TASK INSTRUCTIONS>
Copy out the lines between the one holding "pixel 272 222." and the one holding "pixel 87 134", inclusive, substituting "shaved head" for "bald head" and leaving everything else unchanged.

— Begin RECORDS SUPPLIED —

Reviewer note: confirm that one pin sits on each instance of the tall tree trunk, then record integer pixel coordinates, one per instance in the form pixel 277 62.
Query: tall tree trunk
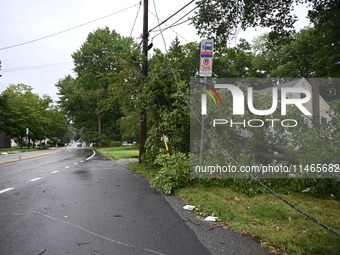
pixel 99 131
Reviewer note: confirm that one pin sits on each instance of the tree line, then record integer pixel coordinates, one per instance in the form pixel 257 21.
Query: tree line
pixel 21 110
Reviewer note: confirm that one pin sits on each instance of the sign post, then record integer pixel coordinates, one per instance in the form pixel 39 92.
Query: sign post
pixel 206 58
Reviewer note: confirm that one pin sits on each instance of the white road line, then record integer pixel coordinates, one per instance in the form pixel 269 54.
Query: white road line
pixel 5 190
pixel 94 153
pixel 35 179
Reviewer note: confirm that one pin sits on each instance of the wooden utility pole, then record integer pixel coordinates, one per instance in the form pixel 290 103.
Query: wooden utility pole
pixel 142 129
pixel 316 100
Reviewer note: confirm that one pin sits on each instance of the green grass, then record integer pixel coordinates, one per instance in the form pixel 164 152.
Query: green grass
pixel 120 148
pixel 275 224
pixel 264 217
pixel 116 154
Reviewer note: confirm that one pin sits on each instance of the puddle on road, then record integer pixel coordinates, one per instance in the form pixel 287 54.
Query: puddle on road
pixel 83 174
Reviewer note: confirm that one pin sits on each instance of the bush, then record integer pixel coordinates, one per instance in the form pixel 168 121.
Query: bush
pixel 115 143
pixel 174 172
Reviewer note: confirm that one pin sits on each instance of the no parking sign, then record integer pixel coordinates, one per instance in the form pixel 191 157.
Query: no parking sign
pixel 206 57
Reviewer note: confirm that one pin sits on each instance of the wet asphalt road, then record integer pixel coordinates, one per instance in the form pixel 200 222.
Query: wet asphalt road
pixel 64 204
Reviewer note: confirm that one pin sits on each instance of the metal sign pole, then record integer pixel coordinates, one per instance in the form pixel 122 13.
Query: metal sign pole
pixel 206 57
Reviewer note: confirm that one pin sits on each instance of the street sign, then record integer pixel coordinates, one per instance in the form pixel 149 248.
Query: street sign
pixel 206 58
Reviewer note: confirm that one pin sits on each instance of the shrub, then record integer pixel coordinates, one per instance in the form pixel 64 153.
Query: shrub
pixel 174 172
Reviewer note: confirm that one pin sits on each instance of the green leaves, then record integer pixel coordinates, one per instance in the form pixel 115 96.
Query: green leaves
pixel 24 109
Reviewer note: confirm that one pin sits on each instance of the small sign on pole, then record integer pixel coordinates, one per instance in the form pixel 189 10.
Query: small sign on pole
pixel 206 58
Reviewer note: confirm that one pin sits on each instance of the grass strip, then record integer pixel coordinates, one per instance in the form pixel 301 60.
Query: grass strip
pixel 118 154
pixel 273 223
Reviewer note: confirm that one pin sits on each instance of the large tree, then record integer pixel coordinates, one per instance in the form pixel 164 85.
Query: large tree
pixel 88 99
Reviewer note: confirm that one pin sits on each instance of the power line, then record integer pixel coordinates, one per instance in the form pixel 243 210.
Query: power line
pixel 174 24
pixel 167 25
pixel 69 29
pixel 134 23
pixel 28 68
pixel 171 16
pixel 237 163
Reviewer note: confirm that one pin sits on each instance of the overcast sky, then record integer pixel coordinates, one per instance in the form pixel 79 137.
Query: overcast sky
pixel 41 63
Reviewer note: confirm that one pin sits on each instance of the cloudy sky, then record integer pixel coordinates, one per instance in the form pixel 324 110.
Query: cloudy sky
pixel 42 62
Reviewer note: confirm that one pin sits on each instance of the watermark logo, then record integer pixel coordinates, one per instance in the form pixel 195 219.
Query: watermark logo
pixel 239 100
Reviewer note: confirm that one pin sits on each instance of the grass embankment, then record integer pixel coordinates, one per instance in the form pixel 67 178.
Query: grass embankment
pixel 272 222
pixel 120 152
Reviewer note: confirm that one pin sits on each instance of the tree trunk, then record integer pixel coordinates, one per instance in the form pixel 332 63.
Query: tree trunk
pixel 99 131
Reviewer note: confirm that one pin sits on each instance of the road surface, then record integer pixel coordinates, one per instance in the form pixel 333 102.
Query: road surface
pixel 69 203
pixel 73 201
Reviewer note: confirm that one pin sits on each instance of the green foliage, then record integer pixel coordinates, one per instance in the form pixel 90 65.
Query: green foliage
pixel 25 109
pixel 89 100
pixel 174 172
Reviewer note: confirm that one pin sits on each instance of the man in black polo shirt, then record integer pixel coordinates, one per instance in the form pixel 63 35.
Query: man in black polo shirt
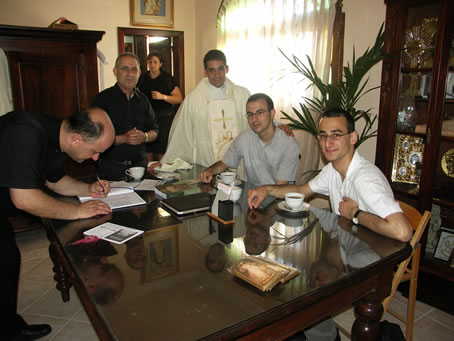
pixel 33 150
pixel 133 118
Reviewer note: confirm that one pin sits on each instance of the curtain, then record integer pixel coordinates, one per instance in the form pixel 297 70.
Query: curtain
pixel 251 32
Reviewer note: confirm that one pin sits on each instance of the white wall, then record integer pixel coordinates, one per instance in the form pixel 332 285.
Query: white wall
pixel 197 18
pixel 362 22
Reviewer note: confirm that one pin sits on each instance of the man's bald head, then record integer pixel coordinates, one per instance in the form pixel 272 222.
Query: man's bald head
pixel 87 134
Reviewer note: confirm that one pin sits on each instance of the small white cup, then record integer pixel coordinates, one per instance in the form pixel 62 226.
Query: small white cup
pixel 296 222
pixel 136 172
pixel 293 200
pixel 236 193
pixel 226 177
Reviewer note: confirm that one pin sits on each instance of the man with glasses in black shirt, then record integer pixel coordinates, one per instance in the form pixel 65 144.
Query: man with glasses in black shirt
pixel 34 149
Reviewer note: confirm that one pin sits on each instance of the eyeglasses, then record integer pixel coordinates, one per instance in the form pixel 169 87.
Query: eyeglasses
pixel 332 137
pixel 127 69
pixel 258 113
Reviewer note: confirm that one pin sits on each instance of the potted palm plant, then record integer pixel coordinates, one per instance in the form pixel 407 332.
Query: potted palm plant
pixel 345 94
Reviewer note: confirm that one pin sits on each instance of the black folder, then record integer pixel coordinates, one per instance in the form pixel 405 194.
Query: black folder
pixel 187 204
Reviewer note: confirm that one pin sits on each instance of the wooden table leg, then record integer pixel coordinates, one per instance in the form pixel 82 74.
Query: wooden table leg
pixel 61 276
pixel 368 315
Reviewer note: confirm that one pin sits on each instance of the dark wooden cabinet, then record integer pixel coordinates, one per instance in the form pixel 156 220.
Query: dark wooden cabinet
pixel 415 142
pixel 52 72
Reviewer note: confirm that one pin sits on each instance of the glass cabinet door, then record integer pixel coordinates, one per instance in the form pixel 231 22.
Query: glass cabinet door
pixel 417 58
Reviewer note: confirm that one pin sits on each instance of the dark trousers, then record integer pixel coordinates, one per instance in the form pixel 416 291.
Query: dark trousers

— End RECORDS SUPPLIED —

RIGHT ANSWER>
Reviewer note: confirm that one pin sits on each instance of the man's shaved head, then record integer pixel coordinates, one per instance in the form pixel 272 222.
Query: man's shaved head
pixel 87 134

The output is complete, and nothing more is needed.